RECORDS SHOWN:
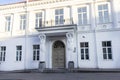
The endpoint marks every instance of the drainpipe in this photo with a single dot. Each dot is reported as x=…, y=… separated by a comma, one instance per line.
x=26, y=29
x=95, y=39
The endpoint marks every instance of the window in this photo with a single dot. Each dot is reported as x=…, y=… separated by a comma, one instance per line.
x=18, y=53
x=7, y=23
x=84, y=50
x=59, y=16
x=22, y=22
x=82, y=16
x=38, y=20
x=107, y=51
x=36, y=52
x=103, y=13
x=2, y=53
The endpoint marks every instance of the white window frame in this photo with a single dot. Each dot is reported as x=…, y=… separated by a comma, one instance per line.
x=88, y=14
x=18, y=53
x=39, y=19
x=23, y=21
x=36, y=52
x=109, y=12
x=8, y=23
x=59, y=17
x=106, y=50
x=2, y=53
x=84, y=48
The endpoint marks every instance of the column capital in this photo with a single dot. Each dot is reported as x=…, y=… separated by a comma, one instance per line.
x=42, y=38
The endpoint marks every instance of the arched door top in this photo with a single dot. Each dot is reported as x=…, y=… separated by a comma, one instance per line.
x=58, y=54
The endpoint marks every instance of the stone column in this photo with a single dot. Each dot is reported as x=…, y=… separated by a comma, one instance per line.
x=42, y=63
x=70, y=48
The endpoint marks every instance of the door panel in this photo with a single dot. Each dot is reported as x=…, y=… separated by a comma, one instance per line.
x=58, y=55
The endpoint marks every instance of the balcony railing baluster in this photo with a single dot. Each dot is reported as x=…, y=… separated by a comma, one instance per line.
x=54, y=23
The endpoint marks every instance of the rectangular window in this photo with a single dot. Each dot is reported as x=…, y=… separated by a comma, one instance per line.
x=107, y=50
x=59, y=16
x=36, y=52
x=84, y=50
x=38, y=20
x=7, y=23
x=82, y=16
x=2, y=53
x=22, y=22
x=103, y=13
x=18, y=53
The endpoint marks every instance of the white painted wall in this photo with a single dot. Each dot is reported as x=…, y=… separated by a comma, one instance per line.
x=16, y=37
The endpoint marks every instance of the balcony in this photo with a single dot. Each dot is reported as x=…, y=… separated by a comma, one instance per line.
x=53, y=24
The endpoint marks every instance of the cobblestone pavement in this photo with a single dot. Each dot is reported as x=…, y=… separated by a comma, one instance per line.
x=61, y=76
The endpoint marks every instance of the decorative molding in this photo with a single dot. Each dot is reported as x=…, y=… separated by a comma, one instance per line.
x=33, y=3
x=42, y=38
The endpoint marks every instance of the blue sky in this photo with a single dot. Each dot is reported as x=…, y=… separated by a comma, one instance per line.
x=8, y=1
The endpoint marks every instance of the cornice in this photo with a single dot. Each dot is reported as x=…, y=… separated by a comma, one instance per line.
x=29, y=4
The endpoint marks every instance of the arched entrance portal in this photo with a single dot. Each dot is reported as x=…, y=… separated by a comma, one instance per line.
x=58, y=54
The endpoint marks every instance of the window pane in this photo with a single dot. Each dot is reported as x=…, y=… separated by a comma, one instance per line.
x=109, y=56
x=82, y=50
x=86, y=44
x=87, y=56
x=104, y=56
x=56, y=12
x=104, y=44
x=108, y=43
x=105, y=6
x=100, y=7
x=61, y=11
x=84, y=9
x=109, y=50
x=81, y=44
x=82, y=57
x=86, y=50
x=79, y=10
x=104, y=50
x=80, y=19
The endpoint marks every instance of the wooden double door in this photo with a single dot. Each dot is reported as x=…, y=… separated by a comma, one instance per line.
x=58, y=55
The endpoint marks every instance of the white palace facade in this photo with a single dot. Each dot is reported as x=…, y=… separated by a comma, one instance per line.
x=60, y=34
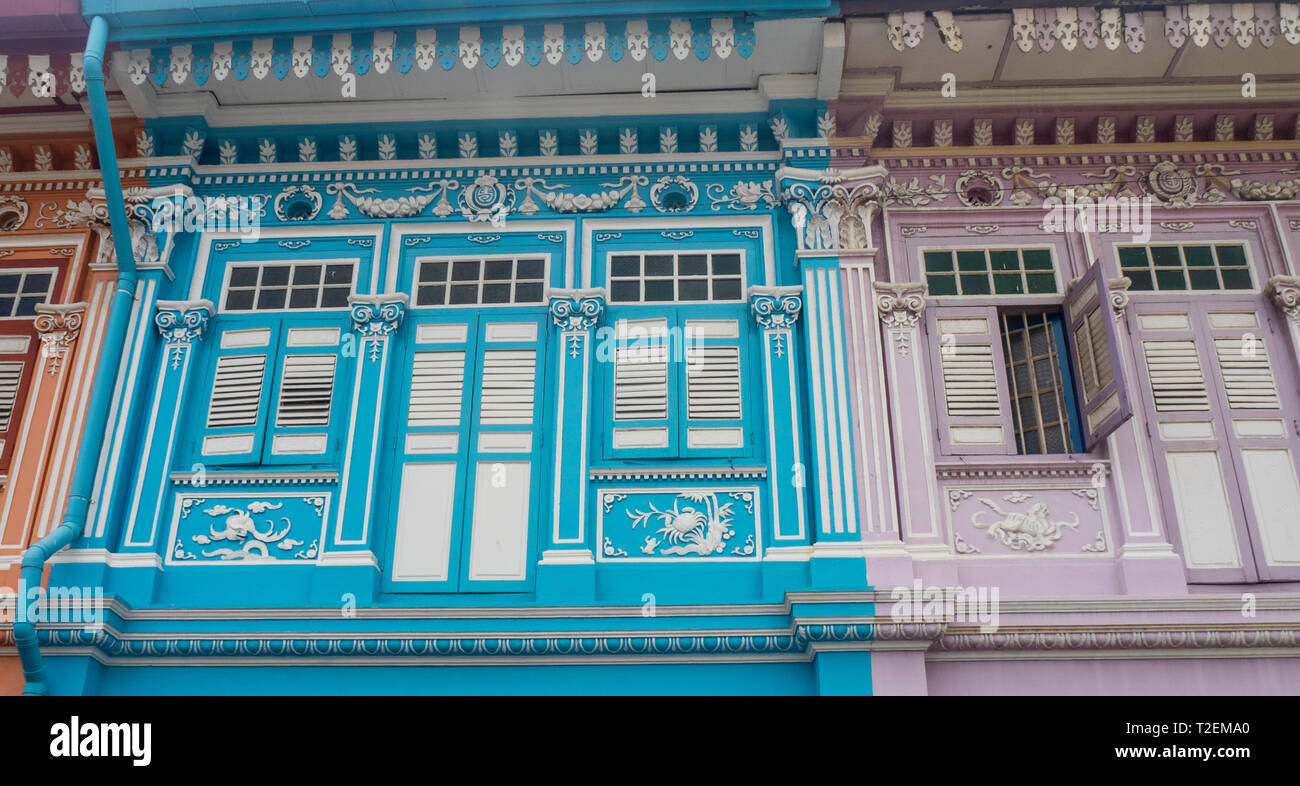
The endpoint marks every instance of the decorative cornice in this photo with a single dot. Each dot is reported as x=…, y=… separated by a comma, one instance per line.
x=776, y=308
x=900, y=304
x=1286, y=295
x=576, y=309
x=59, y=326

WORK INSTRUCTION: Leaving out only the pictures, retype every record exactly.

RESULT:
The endpoint marks every instance of the drainpipe in this photo with a single dot. Each dot is reported as x=…, y=… separated by a comma, one instance per line.
x=26, y=29
x=95, y=39
The endpoint marks every instance of the window in this photo with a single dot. Each dot is reported as x=…, y=… separated by a comma, one instance per line.
x=18, y=53
x=7, y=23
x=84, y=50
x=59, y=16
x=22, y=22
x=82, y=16
x=38, y=20
x=107, y=51
x=36, y=52
x=103, y=13
x=2, y=53
The endpoint marks every instance of the white window frame in this photo with a single dot. Each dot is reported as x=…, y=… separated by a comma, one instance per line.
x=88, y=14
x=18, y=53
x=39, y=19
x=23, y=21
x=36, y=52
x=109, y=12
x=8, y=23
x=59, y=17
x=106, y=50
x=2, y=53
x=84, y=48
The endpoint marks every instance of the column capital in this photo with a single dot. Each dot is reported as x=…, y=… separated by a comma, one instance per line.
x=42, y=38
The endpoint marks every instance of the arched door top in this photo with a single dot. Each dot is reported as x=…, y=… separated by a comma, one instance per line.
x=58, y=54
The endpoint marks every instance of the stone column in this photo with a single dot. Each dot is reported as x=…, y=… separated by a comma, one instance per line.
x=42, y=63
x=70, y=48
The endpoint marks every instance of the door panel in this photo with a single dot. Each dot is reported as x=…, y=… separated by a comma, one instance per line.
x=58, y=55
The endpoint marks every instance of the balcony railing baluster in this photo with a single dot. Each dot is reported as x=…, y=… separated by a comma, one instance per line.
x=54, y=23
The endpoint marks every instance of the rectangular window in this photo with a single dot. Each dot is reported as x=…, y=… separated by a comma, one instance per line.
x=107, y=50
x=59, y=16
x=36, y=52
x=84, y=50
x=38, y=20
x=7, y=23
x=82, y=16
x=2, y=53
x=22, y=22
x=103, y=13
x=18, y=53
The endpoint marks every instance of the white painted wall in this photo with a single dot. Each dot is reported as x=…, y=… separated by a comma, one instance per line.
x=16, y=37
The endpoint marks every instance of the balcony in this photo with a single dot. Each dot is reported as x=…, y=… separated by a comma, one instance per line.
x=53, y=24
The endpoint marks every instance of the cobblestone pavement in this photo with a single dot. Each dot is reported as x=…, y=… separated by a comma, one instance per line.
x=61, y=76
The endpoint marks every instance of the decorative molding in this photo with a single dot. Each dot is reported as x=…, y=… separated by a comma, one instance per line.
x=33, y=3
x=42, y=38
The endpoint marks every instance of the blue sky in this photo with a single dot. Each dot is reported as x=…, y=… separated by a comma, one instance per line.
x=8, y=1
The endpoint marks every instance of the cornice in this photo with a single dot. Each dot is reported as x=…, y=… separated by a comma, one instance per line.
x=29, y=4
The endpoint marks every instance of the arched entrance portal in this photo with a single dot. Each dot is reported as x=…, y=… separated by a comma, one instance per line.
x=58, y=54
The endpoint marks every instance of the window pane in this photo with a single dot. Each dot is reported as x=…, y=… separated by a comma, one instance per line.
x=109, y=56
x=82, y=50
x=86, y=44
x=87, y=56
x=104, y=56
x=56, y=12
x=104, y=44
x=108, y=43
x=105, y=6
x=100, y=7
x=61, y=11
x=84, y=9
x=109, y=50
x=81, y=44
x=82, y=57
x=86, y=50
x=79, y=10
x=104, y=50
x=80, y=19
The endpoint marks every instance of the wooden double door in this photo with a single dot. Each dot is reported as x=…, y=… separated by a comma, one instance per line.
x=58, y=55
The endpoint marks every instance of the white palace facade in this photo with a single dot. Each dot is reported as x=…, y=… separated by a comma, one instance per line.
x=60, y=34
The endpoint marks every instance of the decorative cornice in this photo with a single dot. Each dot is reported as x=…, y=… separated by a comma, one instance per line.
x=776, y=308
x=900, y=304
x=1286, y=295
x=576, y=309
x=59, y=326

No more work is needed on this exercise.